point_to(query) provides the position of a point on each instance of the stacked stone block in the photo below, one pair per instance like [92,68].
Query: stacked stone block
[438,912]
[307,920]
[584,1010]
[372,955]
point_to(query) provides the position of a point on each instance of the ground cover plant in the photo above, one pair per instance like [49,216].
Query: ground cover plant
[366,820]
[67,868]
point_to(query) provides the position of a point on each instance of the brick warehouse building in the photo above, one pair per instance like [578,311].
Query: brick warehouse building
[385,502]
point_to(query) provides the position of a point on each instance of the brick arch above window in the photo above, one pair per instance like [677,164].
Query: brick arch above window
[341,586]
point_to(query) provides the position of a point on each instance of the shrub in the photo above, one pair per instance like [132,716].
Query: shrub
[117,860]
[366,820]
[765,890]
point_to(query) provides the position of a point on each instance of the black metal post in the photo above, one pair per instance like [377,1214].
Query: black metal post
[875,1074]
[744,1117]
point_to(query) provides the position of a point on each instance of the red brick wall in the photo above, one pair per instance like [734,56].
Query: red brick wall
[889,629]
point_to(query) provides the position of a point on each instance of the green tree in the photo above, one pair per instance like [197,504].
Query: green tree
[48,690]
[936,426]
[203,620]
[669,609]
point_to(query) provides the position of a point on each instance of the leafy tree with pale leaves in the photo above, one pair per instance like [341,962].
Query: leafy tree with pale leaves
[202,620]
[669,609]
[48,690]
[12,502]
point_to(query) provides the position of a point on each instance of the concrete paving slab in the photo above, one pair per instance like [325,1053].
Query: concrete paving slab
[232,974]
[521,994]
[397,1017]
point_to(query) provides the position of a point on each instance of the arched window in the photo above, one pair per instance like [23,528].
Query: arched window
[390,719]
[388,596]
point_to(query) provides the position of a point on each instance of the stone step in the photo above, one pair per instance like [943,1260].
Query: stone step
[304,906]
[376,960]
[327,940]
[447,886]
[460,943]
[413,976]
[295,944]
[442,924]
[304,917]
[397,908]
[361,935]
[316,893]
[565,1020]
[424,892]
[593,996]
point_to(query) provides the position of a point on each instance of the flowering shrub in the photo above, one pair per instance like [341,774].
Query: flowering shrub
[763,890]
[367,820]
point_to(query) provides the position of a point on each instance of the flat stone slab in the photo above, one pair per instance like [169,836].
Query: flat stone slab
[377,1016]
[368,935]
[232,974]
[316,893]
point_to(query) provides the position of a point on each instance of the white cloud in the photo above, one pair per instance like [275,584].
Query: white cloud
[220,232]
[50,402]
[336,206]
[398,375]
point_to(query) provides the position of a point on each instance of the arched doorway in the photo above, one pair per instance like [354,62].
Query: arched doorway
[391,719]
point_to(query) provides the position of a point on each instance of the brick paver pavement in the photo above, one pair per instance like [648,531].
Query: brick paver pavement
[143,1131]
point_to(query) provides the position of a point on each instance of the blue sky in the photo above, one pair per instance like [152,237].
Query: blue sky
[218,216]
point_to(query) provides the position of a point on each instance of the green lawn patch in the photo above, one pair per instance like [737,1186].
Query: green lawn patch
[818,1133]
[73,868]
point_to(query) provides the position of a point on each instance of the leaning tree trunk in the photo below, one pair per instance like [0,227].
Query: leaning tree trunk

---+---

Request: Return all of the entries word for word.

Correct result:
point_to(query) provides the position of a point on each instance of the stacked stone block in the photo below, one pair per instance like [92,68].
Query: stacked stone block
[438,912]
[307,920]
[584,1010]
[372,955]
point_to(query) provides the position of a point on each instance of the ground cover plant in the photo above, one pair per instance like [49,216].
Query: ground cover plant
[366,820]
[67,868]
point_to(query) provides the position of a point on each instance of the brick warehouse building in the photo above, one pair per instance like [578,311].
Query: brick warehouse building
[385,502]
point_to(query) provides the position of a point on each instance of the brick arch above window in the photo above, one pair per instance like [677,164].
Query: brick arch above window
[341,586]
point_to(query) provides the position of a point on each instance of the shrub in the photo above, one pair per instance like [132,716].
Query: shrub
[117,860]
[366,820]
[765,890]
point_to(query) provides the position of a point on each instance of the black metal post in the photo above, one pair per instance like [377,1214].
Query: black metal post
[875,1074]
[744,1117]
point_to(query) provides the position of a point on each instance of the red brick wall in the photo above, one pair per instance like [734,56].
Query: red brick wall
[889,629]
point_to(query) provides the position of a point on each instance of the green tree in the photo above, one pair per instance like [197,504].
Query: green tree
[48,690]
[936,426]
[203,620]
[669,609]
point_to(query) provides the position of a point on each instance of the leafy tree with pale leaves in the photo above, one pair per instance like [341,962].
Query: leafy tree with pale leaves
[202,620]
[669,609]
[48,690]
[12,502]
point_to(query) provides the position of a point on each instance of the concrete paving slab in the photo above, one pair per instance like [325,1053].
Query: concrete paving slab
[232,974]
[521,994]
[397,1017]
point_to(query) provides the position of a point on each instance of the arched window in the photo above, one pair per instance like [23,528].
Query: arched window
[390,719]
[388,596]
point_to(query) provides the position of a point on each instance of the stone step in the photo above, one pair per instance like [943,1260].
Query: stone step
[304,906]
[376,960]
[327,940]
[447,886]
[460,943]
[413,976]
[295,944]
[442,924]
[304,917]
[397,908]
[361,935]
[316,893]
[565,1020]
[424,892]
[593,996]
point_to(query) provides the position of a point on each instance of the flowering shrub in the photo above, one pair per instance like [341,774].
Query: flowering shrub
[763,890]
[367,820]
point_to(query) provides the position of a point on each instance of the flat stone slab in the photo above, one pair per instance like [169,836].
Query: flat stone slab
[377,1016]
[368,935]
[232,974]
[316,893]
point_to(query) provides the position of a point on each instance of the white cloud in the photo above, one pair per instance like [275,584].
Query: white cloud
[220,232]
[50,402]
[336,206]
[398,375]
point_to(query) provides the position of a point on each instance of the arched doorway in the photo above, one pair per instance like [354,62].
Query: arched doorway
[391,719]
point_to(query) provides the position of a point on each instance of the brick paver pavement in the photo above, one pair per instance like [648,531].
Query: brick paver pavement
[143,1131]
point_to(query) provides the position of a point on each instance of the blue sky in the photo above, one pair per instance like [152,237].
Query: blue sky
[218,216]
point_to(query) provides the position of a point on each instance of the green lawn patch in the photo above, one pair per instance like [737,1186].
Query: green lawn patch
[818,1133]
[73,868]
point_to(query) provides the position of a point on each instance of the leaning tree trunk in the photo below, one pair per instance like [0,227].
Query: leaning tree trunk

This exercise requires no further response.